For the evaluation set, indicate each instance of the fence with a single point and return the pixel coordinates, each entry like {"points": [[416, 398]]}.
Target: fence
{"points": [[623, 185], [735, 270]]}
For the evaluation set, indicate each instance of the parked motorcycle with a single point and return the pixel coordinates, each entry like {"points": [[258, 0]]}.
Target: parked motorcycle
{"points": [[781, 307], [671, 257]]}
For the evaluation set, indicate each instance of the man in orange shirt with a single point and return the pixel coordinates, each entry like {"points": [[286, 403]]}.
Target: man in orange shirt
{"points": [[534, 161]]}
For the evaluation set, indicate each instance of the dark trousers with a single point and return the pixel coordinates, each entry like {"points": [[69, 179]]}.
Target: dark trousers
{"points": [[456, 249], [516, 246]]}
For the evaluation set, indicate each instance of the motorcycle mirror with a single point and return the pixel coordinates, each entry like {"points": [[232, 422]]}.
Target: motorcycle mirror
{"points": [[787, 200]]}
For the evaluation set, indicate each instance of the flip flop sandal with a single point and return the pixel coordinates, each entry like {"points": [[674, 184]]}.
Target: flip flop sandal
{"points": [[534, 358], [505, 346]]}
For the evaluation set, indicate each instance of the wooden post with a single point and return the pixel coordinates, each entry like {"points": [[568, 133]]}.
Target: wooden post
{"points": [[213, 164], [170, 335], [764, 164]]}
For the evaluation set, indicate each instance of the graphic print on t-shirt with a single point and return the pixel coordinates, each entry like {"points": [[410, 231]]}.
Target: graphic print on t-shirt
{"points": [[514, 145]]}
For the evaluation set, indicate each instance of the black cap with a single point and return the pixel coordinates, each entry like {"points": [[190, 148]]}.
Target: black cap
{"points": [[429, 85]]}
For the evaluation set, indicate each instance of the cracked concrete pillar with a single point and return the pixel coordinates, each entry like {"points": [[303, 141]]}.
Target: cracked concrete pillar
——————————
**Objective**
Update every entry by changing "evaluation set" to "test set" and leaving the rest of the text as it is.

**The output**
For the test set, indicate each instance of the fence with a single point and return the pixel coordinates, each entry like {"points": [[416, 398]]}.
Target: fence
{"points": [[623, 185], [735, 270]]}
For the test set, indicate each instance of the parked motorcycle with a single point and return the pixel coordinates, each entry like {"points": [[258, 0]]}.
Target: parked motorcycle
{"points": [[781, 307], [671, 257]]}
For the test set, indicate each instance of the man in orange shirt with a single point and return the pixel coordinates, each entry like {"points": [[286, 403]]}.
Target: man in orange shirt
{"points": [[534, 161]]}
For the test set, indicate each instance of the dark trousers with a single point and return the pixel coordinates, each entry like {"points": [[69, 179]]}.
Target: dark trousers
{"points": [[456, 249], [516, 246]]}
For the test set, indicate each instance of the motorcycle mirror with a single point and return the pixel coordinates, each entry like {"points": [[232, 422]]}.
Target: motorcycle mirror
{"points": [[787, 200]]}
For the test set, indicate each instance of the flip flop sandal with a single point and return the pixel coordinates, each entry like {"points": [[674, 184]]}.
Target: flip flop sandal
{"points": [[534, 358], [505, 346]]}
For the test set, indicate each instance of the wooden post with a single point and return the pixel coordinates, each entry like {"points": [[568, 133]]}.
Target: wooden post
{"points": [[213, 164], [170, 335], [764, 164]]}
For the test set, indicate each instance of the graphic print on t-shirt with a single point and return the pixel coordinates, each entry like {"points": [[410, 231]]}.
Target: graphic print on t-shirt
{"points": [[514, 145]]}
For the test set, indicate each instance of the black cap with a single point and return the pixel coordinates, each entry like {"points": [[190, 148]]}.
Target: black cap
{"points": [[429, 85]]}
For the test set, indicate each instance of the cracked concrete pillar with a single point and return the pixel coordinates, each entry like {"points": [[303, 141]]}.
Target: cracked concrete pillar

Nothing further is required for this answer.